→ **Short task a**
Tally the lines in the entries below that contain the string "antler", and give only that number.

SUPERIOR COURT OF PENNSYLVANIA


filed: July 21, 1987.

E. NEWBOLD SMITH, MARGARET DUPONT SMITH, STOCKTON N. SMITH, ELEUTHERA S. GRASSI AND HENRY B. DUPONT SMITH
v.
LEWIS DUPONT SMITH, APPELLANT

Appeal from the Order Entered on July 23, 1986, in the Court of Common Pleas of Chester County, Orphans' Court Division, No. 1985-0412.

COUNSEL

James B. Crummett, Philadelphia, for appellant.

Leonard Dubin, Philadelphia, for appellees.

Cirillo, President Judge,*fn* and Beck and Hester, JJ. Beck, J., filed a concurring opinion.

Author: Hester

[ 365 Pa. Super. Page 197]

This is an appeal by an adjudicated incompetent from a final order. The trial court found appellant to be incompetent due to mental illness, making him liable to dissipate his assets and become the victim of designing persons. The trial court appointed a financial institution as guardian of appellant's estate. We affirm.

On April 11, 1985, appellees, who are parents and siblings of appellant, filed an ex parte petition for a preliminary

[ 365 Pa. Super. Page 198]

    injunction in the Orphans' Court Division of the Chester County Court of Common Pleas, requesting that appellant be restrained from transferring any of his substantial assets to organizations affiliated with Lyndon LaRouche. At the same time, appellees filed a petition requesting an adjudication of incompetency and the appointment of a guardian of the estate of the incompetent.

On November 12, 1985, following several evidentiary hearings, the trial court found that appellant, by reason of mental illness, was unable to manage his property or was liable to dissipate it or become the victim of designing persons. The trial court issued an adjudication and decree nisi finding appellant incompetent which became a final order on July 23, 1986, after the denial of appellant's exceptions.

Appellant raises six issues in this appeal: 1) whether appellees met their burden of proving by clear and convincing evidence that appellant suffered from a mental illness; 2) whether the trial court erred by labeling a "personality disorder" as a mental illness; 3) whether appellees met their burden of proving by clear and convincing evidence that appellant was liable to dissipate his property or become the victim of designing persons; 4) whether the trial court erred by including the support of a political philosophy or organization within the ambit of the phrase "become the victim of designing persons"; 5) whether the competency statute is constitutional as applied to appellant; and 6) whether the competency statute is constitutional on its face.

Appellant's constitutional issues must be considered first. We decline to address these issues as appellant did not give notice to the Attorney General of Pennsylvania as required by Pa.R.A.P. 521.*fn1 Faust v. Messinger, 345 Pa. Super. 155, 497 A.2d 1351 (1985).

→ **Short task b**
Extend the court opinion above, starting right after its last sentence.

→ **Data in this exercise**
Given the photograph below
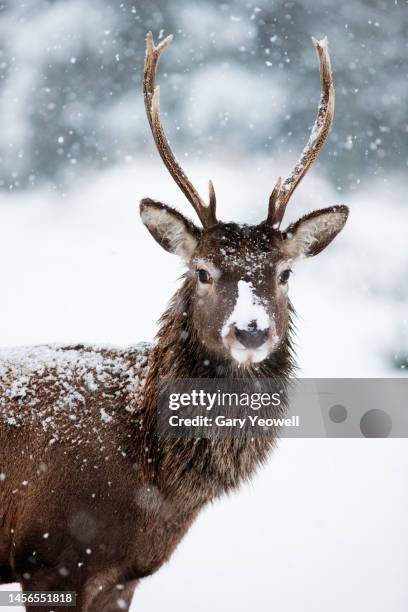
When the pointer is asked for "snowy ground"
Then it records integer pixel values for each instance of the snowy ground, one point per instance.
(323, 527)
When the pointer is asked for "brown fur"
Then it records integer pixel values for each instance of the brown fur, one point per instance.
(113, 497)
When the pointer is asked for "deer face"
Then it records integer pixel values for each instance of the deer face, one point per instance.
(239, 275)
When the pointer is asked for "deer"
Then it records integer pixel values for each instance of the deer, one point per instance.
(92, 499)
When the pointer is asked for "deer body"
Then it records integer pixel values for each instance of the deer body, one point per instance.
(92, 498)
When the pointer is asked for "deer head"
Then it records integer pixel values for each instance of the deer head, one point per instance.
(239, 274)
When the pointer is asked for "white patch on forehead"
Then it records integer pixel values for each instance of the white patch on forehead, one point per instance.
(248, 308)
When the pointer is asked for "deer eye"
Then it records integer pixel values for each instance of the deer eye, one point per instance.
(204, 276)
(284, 276)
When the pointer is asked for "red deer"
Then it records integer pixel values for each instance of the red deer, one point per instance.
(91, 498)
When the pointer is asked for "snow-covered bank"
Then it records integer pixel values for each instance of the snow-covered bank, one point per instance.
(325, 520)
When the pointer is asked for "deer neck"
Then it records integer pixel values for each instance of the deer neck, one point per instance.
(209, 467)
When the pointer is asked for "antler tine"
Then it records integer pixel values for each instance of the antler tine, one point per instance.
(206, 213)
(318, 137)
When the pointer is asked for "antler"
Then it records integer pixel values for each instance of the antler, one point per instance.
(321, 129)
(206, 213)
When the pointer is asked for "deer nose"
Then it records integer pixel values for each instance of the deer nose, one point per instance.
(251, 338)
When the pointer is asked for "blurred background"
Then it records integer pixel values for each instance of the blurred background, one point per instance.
(239, 93)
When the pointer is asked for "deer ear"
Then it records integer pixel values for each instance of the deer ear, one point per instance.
(169, 228)
(313, 232)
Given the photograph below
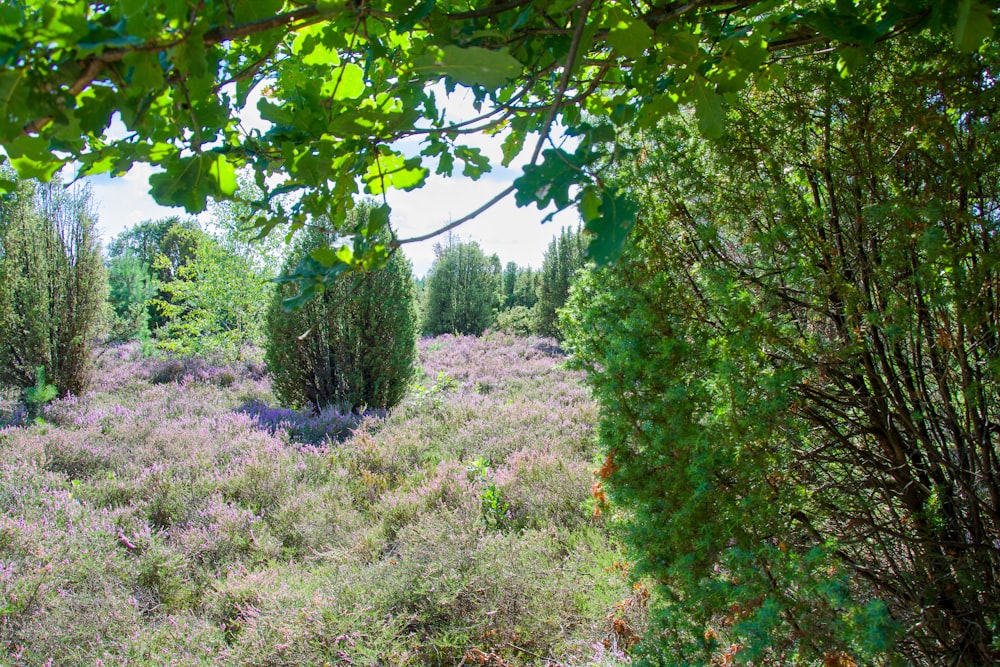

→ **Result a**
4

→ **Result b**
[ 365 Pa. Super. Page 199]

Our scope of review in determining whether an individual should be adjudicated incompetent and have a guardian of his estate appointed is well established. The trial court has the sound discretion to determine whether the appointment of a guardian is necessary and this court will not reverse absent an abuse of that discretion. In re Earnshaw, 187 Pa. Super. 124, 144 A.2d 480 (1958). "We do not substitute our judgment for that of the court below; even though we, had we been sitting in judgment below, might have reached a contrary result." Matter of Caine, 490 Pa. 24, 29, 415 A.2d 13, 16 (1980) quoting Myers Estate, 395 Pa. 459, 462, 150 A.2d 525, 526 (1959).

A guardianship can be imposed if it is established that a person is, under 20 Pa.C.S. § 5501, "unable to manage his property, or is liable to dissipate it or become the victim of designing persons."*fn2 Additionally, it must be established that this "inability to manage one's property results from 'infirmities of old age, mental illness, mental deficiency or retardation, drug addiction or inebriety.'" Matter of Caine, supra, 490 Pa. at 28, 415 A.2d at 15 quoting Porter Estate, 463 Pa. 411, 415, 345 A.2d 171, 173 (1975). Finally, appellant's incompetence must be established by clear and convincing proof. Matter of Caine, supra, 490 Pa. at 28, 415 A.2d at 15.

[ 365 Pa. Super. Page 200]

Appellant argues that appellees failed to prove by clear and convincing evidence that he was suffering from a mental illness. The trial court found that appellant's personality began to change in early 1985; from "happy-go-lucky" to serious, withdrawn and hostile to his family. Trial court opinion, 11/12/85, at 1. Simultaneously, appellant became increasingly involved with the Lyndon LaRouche organization.*fn3 Appellant loaned Caucus Distributions, Inc., an affiliate of the LaRouche organization, $212,000 within two months.*fn4 This loan was evidenced by an unsecured promissory note for $142,000. Appellant testified that he would not be upset if the loan were not repaid and he was not certain that it would be. R. at 170a. Trial court opinion, 11/12/85, at 2.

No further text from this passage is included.